### STATED GOAL
In the records below, rewrite everything from the line containing "specified white desk" down to the line containing "left=394, top=118, right=469, bottom=266" as a numbered list. Include both of those lines and leave out any blank lines.

### DATA SHOWN
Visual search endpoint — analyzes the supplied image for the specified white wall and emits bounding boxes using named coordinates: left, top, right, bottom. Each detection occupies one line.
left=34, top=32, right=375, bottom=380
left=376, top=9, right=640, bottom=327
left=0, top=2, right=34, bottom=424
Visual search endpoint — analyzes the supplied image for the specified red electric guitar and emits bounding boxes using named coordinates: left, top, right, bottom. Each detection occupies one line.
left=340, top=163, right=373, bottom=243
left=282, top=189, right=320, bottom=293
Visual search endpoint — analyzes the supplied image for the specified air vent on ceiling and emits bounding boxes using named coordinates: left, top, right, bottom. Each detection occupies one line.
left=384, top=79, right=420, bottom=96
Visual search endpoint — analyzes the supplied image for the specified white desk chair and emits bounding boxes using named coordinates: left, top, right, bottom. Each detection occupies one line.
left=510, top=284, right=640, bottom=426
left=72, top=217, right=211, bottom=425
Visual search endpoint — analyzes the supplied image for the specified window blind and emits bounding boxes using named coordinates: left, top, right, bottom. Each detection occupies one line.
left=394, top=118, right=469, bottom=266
* * *
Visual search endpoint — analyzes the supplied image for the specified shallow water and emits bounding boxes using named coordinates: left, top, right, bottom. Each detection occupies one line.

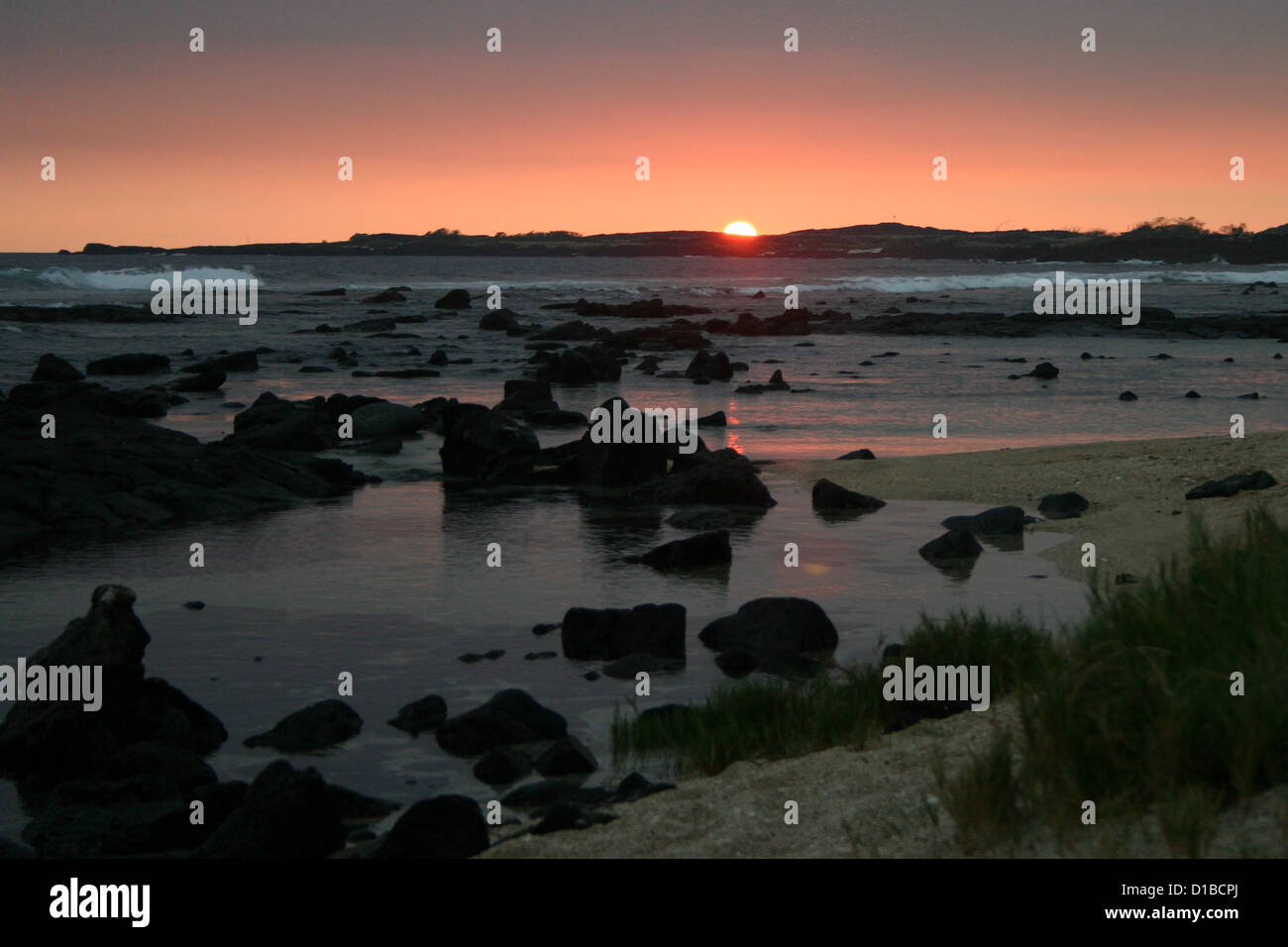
---
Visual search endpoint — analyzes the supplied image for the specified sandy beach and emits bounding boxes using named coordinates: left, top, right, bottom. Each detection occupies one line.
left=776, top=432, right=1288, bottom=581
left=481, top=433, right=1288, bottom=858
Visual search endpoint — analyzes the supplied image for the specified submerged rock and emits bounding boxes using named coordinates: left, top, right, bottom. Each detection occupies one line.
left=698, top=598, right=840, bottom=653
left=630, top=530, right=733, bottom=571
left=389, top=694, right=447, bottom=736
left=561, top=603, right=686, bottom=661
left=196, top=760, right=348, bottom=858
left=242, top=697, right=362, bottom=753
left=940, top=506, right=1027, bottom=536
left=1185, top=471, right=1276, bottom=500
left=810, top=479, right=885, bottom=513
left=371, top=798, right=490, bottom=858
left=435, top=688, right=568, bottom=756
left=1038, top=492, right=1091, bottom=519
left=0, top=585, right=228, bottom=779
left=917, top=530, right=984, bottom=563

### EXERCISE SOLUTION
1. Visual search endpoint — analyzes the supplied image for the specified white desk chair and emits bounding boxes using named coordinates: left, top, right, bottom. Each detection occupies one line.
2. left=510, top=284, right=640, bottom=426
3. left=72, top=217, right=211, bottom=425
4. Visual search endpoint — analyzes the supplied image for the specified window blind and emits bounding boxes using named coordinates: left, top, right, bottom. Each detection occupies one line.
5. left=394, top=118, right=469, bottom=266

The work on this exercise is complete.